◆ TASK TO CARRY OUT ◆
Retype the part of the records that begins with the line containing "Locate the black rain" and runs through the end of the records.

◆ DATASET EXTRACT ◆
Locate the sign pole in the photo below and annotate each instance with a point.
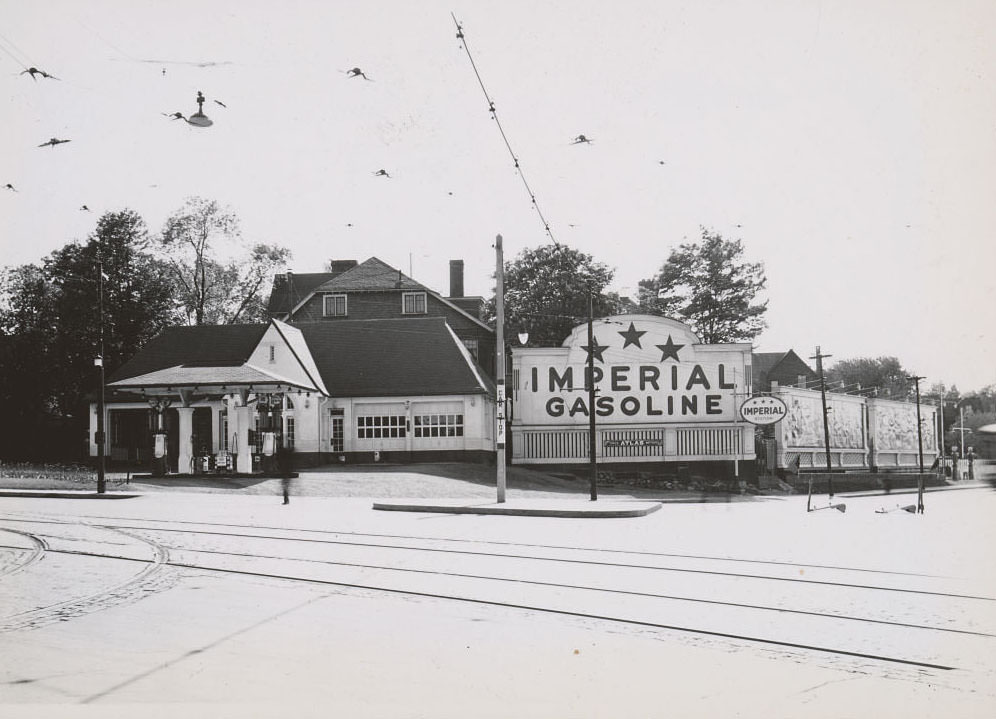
(500, 369)
(593, 468)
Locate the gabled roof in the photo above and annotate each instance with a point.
(392, 358)
(764, 362)
(352, 358)
(202, 345)
(290, 288)
(374, 274)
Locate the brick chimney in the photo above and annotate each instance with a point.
(456, 278)
(337, 267)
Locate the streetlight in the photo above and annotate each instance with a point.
(99, 361)
(199, 119)
(919, 439)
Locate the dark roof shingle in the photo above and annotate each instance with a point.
(392, 358)
(201, 345)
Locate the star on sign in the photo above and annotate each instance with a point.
(32, 71)
(357, 72)
(632, 336)
(596, 350)
(669, 349)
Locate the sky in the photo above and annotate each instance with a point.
(850, 146)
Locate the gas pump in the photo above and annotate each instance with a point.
(157, 407)
(269, 407)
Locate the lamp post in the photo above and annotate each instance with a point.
(919, 439)
(592, 462)
(500, 370)
(99, 361)
(819, 357)
(199, 119)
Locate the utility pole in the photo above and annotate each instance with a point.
(919, 439)
(101, 478)
(500, 369)
(591, 400)
(819, 357)
(940, 434)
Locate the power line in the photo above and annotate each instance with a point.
(504, 136)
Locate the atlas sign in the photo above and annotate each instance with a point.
(763, 410)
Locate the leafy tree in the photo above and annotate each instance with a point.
(711, 288)
(885, 373)
(219, 279)
(547, 290)
(51, 320)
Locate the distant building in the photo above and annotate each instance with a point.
(784, 368)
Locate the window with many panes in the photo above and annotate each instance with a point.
(289, 433)
(379, 427)
(336, 435)
(334, 305)
(413, 303)
(438, 425)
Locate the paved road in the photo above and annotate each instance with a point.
(173, 600)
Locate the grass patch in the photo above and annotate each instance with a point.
(31, 475)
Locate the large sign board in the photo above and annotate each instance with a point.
(646, 370)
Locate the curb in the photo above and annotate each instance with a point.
(63, 495)
(640, 511)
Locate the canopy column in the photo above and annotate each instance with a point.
(243, 450)
(185, 461)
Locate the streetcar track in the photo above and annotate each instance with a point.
(150, 578)
(581, 615)
(588, 562)
(495, 542)
(37, 552)
(555, 585)
(558, 585)
(162, 559)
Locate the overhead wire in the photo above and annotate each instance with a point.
(501, 129)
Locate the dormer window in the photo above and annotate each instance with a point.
(334, 306)
(413, 303)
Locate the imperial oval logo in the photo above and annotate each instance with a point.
(763, 410)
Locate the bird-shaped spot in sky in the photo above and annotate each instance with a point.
(357, 72)
(35, 71)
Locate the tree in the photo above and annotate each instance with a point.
(711, 288)
(51, 320)
(219, 279)
(885, 373)
(547, 289)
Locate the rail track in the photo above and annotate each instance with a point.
(866, 615)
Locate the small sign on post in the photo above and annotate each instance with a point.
(763, 410)
(500, 415)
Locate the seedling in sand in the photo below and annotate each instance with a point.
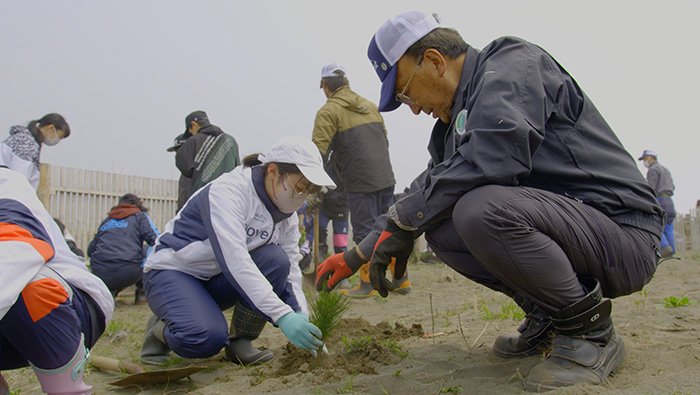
(326, 311)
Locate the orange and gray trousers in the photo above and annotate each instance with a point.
(48, 323)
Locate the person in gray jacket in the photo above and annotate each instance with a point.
(528, 191)
(659, 177)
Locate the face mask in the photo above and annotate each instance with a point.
(285, 199)
(52, 141)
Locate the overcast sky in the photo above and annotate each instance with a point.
(126, 73)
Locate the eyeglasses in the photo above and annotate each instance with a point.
(303, 190)
(403, 97)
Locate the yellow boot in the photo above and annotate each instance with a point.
(402, 286)
(364, 289)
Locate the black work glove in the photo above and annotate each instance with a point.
(393, 243)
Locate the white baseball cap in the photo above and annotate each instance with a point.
(330, 69)
(303, 153)
(389, 44)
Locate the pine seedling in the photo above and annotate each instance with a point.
(326, 311)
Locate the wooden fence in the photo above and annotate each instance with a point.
(81, 198)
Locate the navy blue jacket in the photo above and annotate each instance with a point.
(120, 237)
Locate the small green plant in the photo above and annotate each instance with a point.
(347, 386)
(326, 311)
(508, 310)
(672, 301)
(641, 303)
(395, 348)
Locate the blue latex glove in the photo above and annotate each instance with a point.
(300, 331)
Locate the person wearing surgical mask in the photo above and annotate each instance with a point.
(21, 150)
(235, 244)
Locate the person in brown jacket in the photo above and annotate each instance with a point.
(352, 137)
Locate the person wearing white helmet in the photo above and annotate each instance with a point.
(235, 243)
(528, 191)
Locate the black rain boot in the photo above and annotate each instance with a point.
(155, 350)
(536, 333)
(140, 294)
(246, 326)
(586, 348)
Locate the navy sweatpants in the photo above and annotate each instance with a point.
(365, 208)
(540, 244)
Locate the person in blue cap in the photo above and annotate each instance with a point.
(659, 177)
(528, 191)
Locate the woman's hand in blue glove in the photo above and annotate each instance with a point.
(300, 331)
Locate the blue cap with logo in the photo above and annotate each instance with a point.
(389, 44)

◆ THE SOLUTION ◆
Locate the black rain boot in the photo above and annotate each instance with a point.
(155, 350)
(536, 333)
(140, 294)
(246, 326)
(586, 348)
Locate the navy sweatpants in the photo above and annotate each instance with a point.
(365, 208)
(540, 244)
Locate the person in blue cap in the photo above and annotate each instance with a point.
(659, 177)
(528, 191)
Locate the woman's hand in blue glove in the photo above and annotate each instance with a point.
(300, 331)
Locate the blue cap with logo in the photo above and annotate each instance with a point.
(389, 44)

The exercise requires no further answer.